▶ Stated goal 1
Set down the waste-disposal passage verbatim, everything from "As I have detailed" down to "dumps into waterways.".
▶ Stated goal 2
Extend the essay on waste disposal and ocean plastic with the paragraphs that follow its final sentence.

▶ Source passage
>> start
As I have detailed so many times, government management of waste disposal doesn’t work. Policies should focus on allowing market forces to work and for prices and competition between disposal options govern the process.

Still, ensuring proper waste disposal is particularly difficult because the major sources of plastic entering oceans are outside of our control. As CEI has pointed out elsewhere, and as the EPA’s Federal Strategy for Addressing the Global Issue of Marine Litter acknowledges, a large majority of waste in the oceans emanates from China and other Asian nations that lack the market institutions—such as private property, market pricing, and economic freedom in general—necessary to efficiently manage waste. And these governments often don’t pay too much attention to waste disposal, allowing trash to migrate from dumps into waterways.

In the United States, we have the economic development and resulting wealth that provides both the resources and willingness to pay for proper waste disposal. In addition, there is some competition and market pricing of disposal options—despite local governments’ over-involvement in this industry—which is why our waste is generally managed well and little of it enters waterways. According to one analysis, the U.S. contribution to plastics in the ocean is less than 1 percent, while more than 50 percent comes from China and just four other Asian nations.

Certainly, we could still do better. U.S. waste disposal problems result because many local governments try to micromanage the trash market. Rather than allow competition and market pricing, they subsidize and prop up politically favored options, particularly recycling. As a result, many U.S. localities squander gobs of local tax revenues to subsidize recycling programs that use more resources than they save. These programs do more environmental harm than good.

Unfortunately, this socialistic model for waste disposal underlies many of the recommendations found in theEPA’s strategy. We should dispose of trash-market socialism here rather than try to export those bad ideas.

Consider some facts. For maybe a decade or more, U.S. municipalities thought they found the answer to their otherwise insanely expensive recycling programs: ship the trash to China and then count the waste as “recycled.” But there was no good way to gauge exactly how much of it was actually recycled and how much ended up in open dumps overseas.

In any case, exporting and trading waste products could have worked had it been market-driven. In that case, the Chinese would have been able to recycle a large share of the materials for a profit in an environmentally responsible way. But that’s not what has happened.

China does not have a market-driven economy with solid property rights to hold polluters responsible and reward responsible players. And bureaucrats in U.S. cities pay no personal price for their failed programs, so they did not think much about providing a marketable product. Rather, they collected mixed waste and simply put it on boats to China, then reported it as “recycled.” They apparently assumed the Chinese would keep taking poorly sorted materials. Yet much of the waste was too dirty and contaminated to be recycled, and it’s likely that a substantial portion simply ended up mismanaged in open dumps. Sadly, some of it probably ended up in waterways as well.

Eventually, China’s dictatorial government banned imports of such contaminated recyclables starting in 2018. In the United States and other developed nations, the so-called recyclables began to quickly pile up. But rather than finding more efficient disposal options, cities continued their expensive “recycling” programs. If you doubt that, check out this Manhattan Institute analysis that details these unnecessary costs.
>> end
▶ Data shown
>> start
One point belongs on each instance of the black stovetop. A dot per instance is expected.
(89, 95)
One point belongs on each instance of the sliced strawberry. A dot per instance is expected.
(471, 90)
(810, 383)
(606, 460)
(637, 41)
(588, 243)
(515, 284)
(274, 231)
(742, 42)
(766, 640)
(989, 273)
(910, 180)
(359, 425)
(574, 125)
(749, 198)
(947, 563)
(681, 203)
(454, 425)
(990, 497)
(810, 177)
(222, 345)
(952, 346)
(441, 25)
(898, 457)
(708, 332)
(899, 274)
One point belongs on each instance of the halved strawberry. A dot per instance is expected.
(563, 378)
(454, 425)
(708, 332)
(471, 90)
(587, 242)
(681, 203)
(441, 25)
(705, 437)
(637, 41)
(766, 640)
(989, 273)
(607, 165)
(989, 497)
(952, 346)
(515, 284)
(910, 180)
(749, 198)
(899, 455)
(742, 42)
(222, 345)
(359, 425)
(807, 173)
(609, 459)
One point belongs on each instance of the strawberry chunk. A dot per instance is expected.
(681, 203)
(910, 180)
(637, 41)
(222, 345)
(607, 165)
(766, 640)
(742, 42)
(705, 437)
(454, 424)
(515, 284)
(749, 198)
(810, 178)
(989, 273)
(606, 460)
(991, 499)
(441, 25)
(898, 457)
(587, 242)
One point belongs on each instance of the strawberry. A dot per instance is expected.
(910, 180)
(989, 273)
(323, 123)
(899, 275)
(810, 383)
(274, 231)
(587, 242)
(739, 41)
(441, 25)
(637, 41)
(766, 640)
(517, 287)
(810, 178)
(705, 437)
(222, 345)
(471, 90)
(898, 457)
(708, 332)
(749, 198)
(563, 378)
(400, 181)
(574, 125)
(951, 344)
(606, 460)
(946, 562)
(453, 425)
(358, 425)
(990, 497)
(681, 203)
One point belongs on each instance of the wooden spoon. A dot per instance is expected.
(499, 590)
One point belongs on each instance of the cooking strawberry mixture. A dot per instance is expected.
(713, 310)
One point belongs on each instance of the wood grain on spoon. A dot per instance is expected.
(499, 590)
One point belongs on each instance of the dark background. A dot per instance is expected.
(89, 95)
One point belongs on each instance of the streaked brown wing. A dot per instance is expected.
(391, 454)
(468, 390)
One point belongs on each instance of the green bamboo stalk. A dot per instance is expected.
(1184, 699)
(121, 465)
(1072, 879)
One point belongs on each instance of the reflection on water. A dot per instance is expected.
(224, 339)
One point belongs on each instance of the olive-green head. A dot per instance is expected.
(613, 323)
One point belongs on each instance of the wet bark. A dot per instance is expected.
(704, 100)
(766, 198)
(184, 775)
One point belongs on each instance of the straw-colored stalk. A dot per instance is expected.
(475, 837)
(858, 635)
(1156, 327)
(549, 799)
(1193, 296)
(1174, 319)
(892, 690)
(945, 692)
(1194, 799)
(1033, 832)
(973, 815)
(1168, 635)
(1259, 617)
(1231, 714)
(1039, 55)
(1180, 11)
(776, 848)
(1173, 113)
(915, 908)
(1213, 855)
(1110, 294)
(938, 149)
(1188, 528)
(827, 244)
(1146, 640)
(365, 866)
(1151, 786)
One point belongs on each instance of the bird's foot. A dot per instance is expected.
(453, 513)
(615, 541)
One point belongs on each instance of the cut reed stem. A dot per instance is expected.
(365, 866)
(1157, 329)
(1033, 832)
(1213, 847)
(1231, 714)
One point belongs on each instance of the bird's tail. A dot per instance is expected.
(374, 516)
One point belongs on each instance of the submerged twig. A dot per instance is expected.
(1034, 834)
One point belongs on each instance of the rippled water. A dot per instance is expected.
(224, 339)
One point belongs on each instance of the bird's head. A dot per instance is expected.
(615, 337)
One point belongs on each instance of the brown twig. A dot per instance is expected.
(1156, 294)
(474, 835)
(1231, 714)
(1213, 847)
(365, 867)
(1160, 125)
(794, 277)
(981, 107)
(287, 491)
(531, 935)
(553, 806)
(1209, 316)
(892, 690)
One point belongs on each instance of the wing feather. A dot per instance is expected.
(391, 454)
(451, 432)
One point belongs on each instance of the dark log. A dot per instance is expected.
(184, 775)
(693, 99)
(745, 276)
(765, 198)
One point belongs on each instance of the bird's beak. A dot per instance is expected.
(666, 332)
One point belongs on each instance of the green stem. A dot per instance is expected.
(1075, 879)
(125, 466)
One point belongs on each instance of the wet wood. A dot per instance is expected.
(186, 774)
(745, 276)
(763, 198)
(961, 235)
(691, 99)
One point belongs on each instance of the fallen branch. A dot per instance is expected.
>> end
▶ Answer 1
As I have detailed so many times, government management of waste disposal doesn’t work. Policies should focus on allowing market forces to work and for prices and competition between disposal options govern the process.

Still, ensuring proper waste disposal is particularly difficult because the major sources of plastic entering oceans are outside of our control. As CEI has pointed out elsewhere, and as the EPA’s Federal Strategy for Addressing the Global Issue of Marine Litter acknowledges, a large majority of waste in the oceans emanates from China and other Asian nations that lack the market institutions—such as private property, market pricing, and economic freedom in general—necessary to efficiently manage waste. And these governments often don’t pay too much attention to waste disposal, allowing trash to migrate from dumps into waterways.

▶ Answer 2
If we want to improve our waste management systems, we should focus on reducing such government intrusion into the market. Increased privatization of disposal services would be a good start, as it would help market pricing develop to ensure efficient resource use and allocation. Anti-litter campaigns, particularly private ones, would help with ocean pollution from our shorelines.

But that leaves open an important question: How do we hold other nations accountable for their large share of ocean pollution? The EPA report suggests that we export our mistaken approach: Dole out lots of U.S. tax dollars to help bad actors build better infrastructure while exporting some of the bad ideas we have deployed here. Hiding behind the term “incentivizing,” it essentially advocates more subsidies for unworkable recycling programs and attempts to socially engineer “sustainable” waste disposal behavior. For example, the EPA’s press release notes:

USAID’s $48 million flagship, five-year, global program Clean Cities, Blue Ocean works in rapidly urbanizing countries across Asia and Latin America to target marine plastics directly at their source. It works to improve systems that manage solid waste, build capacity and commitment to the “3Rs” (reduce, reuse, recycle) and promote sustainable social and behavior change.

While there may be some short-term gains involved in helping nation’s develop infrastructure, this approach will not work over the long term. These nations need market economies with enforceable property rights and the economic development that follows. Pretending that recycling and government spending—rather than functioning markets—is the answer promises to exacerbate problems and make disposal more expensive.

The EPA report does mention efforts designed to develop technologies and programs to begin cleaning up the mess that has already entered oceans and waterways around the world. Indeed, cleaning up the mess is a good idea, but we need to think even more strategically about how to achieve that goal. 

Oceans and many local waterways that feed them represent a vast number of “commons”—largely unowned (or government-owned) resources.  Since no one effectively owns them, no one can effectively clean them, keep them clean, or hold polluters accountable.

So rather than throwing U.S. dollars at key offenders, why not seek ways to hold them accountable by assigning ownership to these waterways and ocean commons? Ownership would create stewardship by empowering the owners—be they individuals, companies, or nonprofits—to police the oceans and hold polluters accountable.

The idea of ocean privatization may sound peculiar and overly ambitious to many people, but there are already examples of privatized waterways and fishing rights that work well. Why not at least explore how we can extend that concept to promote to ocean stewardship? Private stewardship is certainly more promising than governmental “solutions” that have long allowed these resources to be abused. 

Economist Walter E. Block and engineer Peter Lothian Nelson have laid much of the ground work for this idea in their book Water Capitalism: The Case for Privatizing Oceans, Rivers, Lakes, and Aquifers, which will be the subject of a future post.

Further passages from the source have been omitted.